The problem
Quote the whole listing verbatim.

Task input
/---

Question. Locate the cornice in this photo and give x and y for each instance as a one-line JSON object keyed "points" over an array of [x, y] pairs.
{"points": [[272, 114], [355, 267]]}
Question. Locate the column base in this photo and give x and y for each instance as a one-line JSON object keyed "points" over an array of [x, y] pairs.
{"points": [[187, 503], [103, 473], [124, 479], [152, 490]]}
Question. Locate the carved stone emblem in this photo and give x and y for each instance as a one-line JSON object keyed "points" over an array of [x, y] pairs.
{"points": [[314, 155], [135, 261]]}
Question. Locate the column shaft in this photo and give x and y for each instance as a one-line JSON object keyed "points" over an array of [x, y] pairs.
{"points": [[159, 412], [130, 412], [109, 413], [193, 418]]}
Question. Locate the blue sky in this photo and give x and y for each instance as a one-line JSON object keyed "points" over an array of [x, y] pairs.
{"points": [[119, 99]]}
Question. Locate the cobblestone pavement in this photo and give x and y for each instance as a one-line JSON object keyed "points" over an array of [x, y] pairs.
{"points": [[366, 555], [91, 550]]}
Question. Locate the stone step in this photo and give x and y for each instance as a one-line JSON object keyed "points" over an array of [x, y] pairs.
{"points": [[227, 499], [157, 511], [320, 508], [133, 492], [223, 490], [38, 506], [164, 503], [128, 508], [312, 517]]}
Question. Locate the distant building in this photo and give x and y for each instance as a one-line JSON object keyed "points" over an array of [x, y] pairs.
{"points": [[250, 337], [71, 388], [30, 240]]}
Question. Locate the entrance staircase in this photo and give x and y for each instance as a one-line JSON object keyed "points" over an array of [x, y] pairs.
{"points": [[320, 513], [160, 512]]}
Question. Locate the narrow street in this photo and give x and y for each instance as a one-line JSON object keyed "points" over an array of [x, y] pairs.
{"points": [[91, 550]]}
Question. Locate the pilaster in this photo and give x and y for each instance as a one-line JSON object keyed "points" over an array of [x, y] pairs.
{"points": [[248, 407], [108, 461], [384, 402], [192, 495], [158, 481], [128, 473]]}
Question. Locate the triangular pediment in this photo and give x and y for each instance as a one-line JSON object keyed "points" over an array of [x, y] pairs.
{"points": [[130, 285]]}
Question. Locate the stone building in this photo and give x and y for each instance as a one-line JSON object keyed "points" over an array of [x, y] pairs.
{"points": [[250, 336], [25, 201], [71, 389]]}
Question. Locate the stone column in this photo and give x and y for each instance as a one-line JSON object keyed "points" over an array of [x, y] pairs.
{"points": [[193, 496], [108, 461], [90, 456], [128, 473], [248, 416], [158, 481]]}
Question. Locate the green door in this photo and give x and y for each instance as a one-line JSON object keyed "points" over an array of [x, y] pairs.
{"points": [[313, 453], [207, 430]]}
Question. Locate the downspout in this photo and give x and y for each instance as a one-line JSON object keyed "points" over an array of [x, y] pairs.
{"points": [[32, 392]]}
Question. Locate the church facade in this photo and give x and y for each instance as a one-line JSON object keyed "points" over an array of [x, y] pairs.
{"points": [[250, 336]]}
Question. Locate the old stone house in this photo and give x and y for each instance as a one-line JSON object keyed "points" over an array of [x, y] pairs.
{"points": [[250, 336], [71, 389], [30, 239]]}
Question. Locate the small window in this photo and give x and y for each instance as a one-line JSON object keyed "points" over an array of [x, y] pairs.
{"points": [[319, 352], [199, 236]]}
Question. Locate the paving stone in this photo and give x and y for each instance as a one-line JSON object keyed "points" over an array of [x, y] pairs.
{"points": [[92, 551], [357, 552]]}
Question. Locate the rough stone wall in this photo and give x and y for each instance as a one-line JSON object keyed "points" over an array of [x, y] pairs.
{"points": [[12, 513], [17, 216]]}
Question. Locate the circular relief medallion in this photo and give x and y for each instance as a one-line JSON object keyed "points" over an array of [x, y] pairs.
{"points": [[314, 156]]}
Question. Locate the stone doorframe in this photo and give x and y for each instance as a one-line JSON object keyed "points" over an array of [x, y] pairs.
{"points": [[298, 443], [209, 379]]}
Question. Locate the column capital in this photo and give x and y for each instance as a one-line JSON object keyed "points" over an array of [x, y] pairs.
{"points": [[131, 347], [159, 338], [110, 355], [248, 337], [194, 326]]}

\---

Final answer
Question. Locate the cornice in this photo and give x and y for each instance as a one-line JSON object keyed "points" over an array of [x, y] pairs.
{"points": [[272, 114], [355, 267]]}
Question. Locate the column base in this photo and give x and y for each instance as a one-line JSON object keyed "points" over an array of [x, y] pairs.
{"points": [[187, 503], [103, 473], [124, 479], [152, 490]]}
Question. Locate the carved stone emblem in this photo and give x and y for each instance as a one-line JSON object keyed "points" over an array of [x, y] pairs.
{"points": [[314, 155], [135, 261]]}
Question. Locate the column shaft in this photo and give x and y for each instance as a one-line JSON object keyed "points" over an array of [x, y] pairs.
{"points": [[159, 412], [130, 412], [109, 413], [193, 418]]}
Question. Locate the blue sky in this photo and give x and y for each instance as a one-line JSON object keyed "points" over an array of [x, y] pairs.
{"points": [[119, 99]]}
Question. Locate the cobblestone pavement in this photo and give x and y for each instance as a one-line JSON object keyed "points" over an array of [x, y] pairs.
{"points": [[366, 555], [91, 550]]}
Question. Locate the stone step in this photo and give x and y for each instance as a one-line JSON object keyed "points" over an array of [x, y] pairs.
{"points": [[227, 499], [157, 511], [320, 508], [133, 492], [223, 490], [38, 506], [164, 503], [128, 508], [312, 517]]}
Question. Locate the distant building in this photo and give x and y for each instance as a one-line JSON object keyed "points" over an array of [x, y] pairs.
{"points": [[250, 337], [71, 388], [30, 240]]}
Question. Locate the entrance staircase in this photo and give x and y for each instance as a one-line JSON object keyed "points" over an array of [x, y] pairs.
{"points": [[320, 513], [160, 512]]}
Question. Locate the narrow street in this photo and give x and y for each instance as a one-line JSON object keyed "points" over an array of [x, y] pairs.
{"points": [[91, 550]]}
Question. Locate the pilaster in this photo and give x and y for each instance as a one-line JSON object keyed "points" over an array of [x, y] pairs.
{"points": [[248, 407], [108, 461], [384, 402], [192, 495], [158, 481], [128, 473]]}
Question. Locate the triangular pediment in this photo and give x and y for each instance as a one-line JSON object keyed "points" over an array of [x, y] pairs.
{"points": [[130, 285]]}
Question. Locate the stone building in this photo and give x and y for each instance as a one-line JSON object keyed "points" over an array of [x, y] pairs.
{"points": [[250, 336], [25, 201], [71, 389]]}
Question. Locate the stone column in this photo and give x and y for each instance as a one-line JSON object keyed "points" over an array of [x, y] pairs.
{"points": [[193, 496], [108, 461], [90, 456], [128, 473], [248, 416], [158, 481]]}
Question. Locate the green door in this photo and give x and y for each instance as a one-line JSON object keyed "points" over an array of [x, y] pairs.
{"points": [[313, 453], [207, 430]]}
Question. Locate the downspout in this photo and give x and y for each instance as a one-line JSON object keyed "points" over an array of [x, y] pairs.
{"points": [[32, 392]]}
Question. Locate the church facade in this photo and give x and y for each instance as a one-line JSON object keyed "points" over an array of [x, y] pairs.
{"points": [[250, 336]]}
Question. Locate the old stone house in this photo and give x and y for each instance as a one-line JSON object keyed "points" over an array of [x, y] pairs.
{"points": [[250, 336], [71, 389], [30, 239]]}
Question. Locate the small window in this photo and give x and y for each instance as a one-line JSON object keyed "points" over an array of [x, y] pairs.
{"points": [[319, 352], [199, 236]]}
Question. Locate the paving stone in this photo and give x and y for each instance as a one-line JSON object keyed "points" over an array of [x, y] pairs.
{"points": [[92, 551], [357, 552]]}
Question. Locate the rough stone wall in this photo and give x and y for each instance as a one-line JSON object keyed "points" over an array of [x, y] pairs.
{"points": [[12, 513], [17, 216]]}
Question. Locate the circular relief medallion in this photo and give x and y for each instance as a one-line JSON object keyed "points" over an array of [x, y] pairs.
{"points": [[314, 156]]}
Question. Locate the stone doorframe in this photo and give x and y for each instance as a one-line JSON object keyed "points" over an array of [x, y] pairs.
{"points": [[298, 443], [209, 379]]}
Question. Locate the column capital in this photo and give x and y for each instance as a one-line JSON object keyed "points" over an array of [x, y] pairs.
{"points": [[131, 347], [159, 338], [110, 355], [248, 337], [194, 326]]}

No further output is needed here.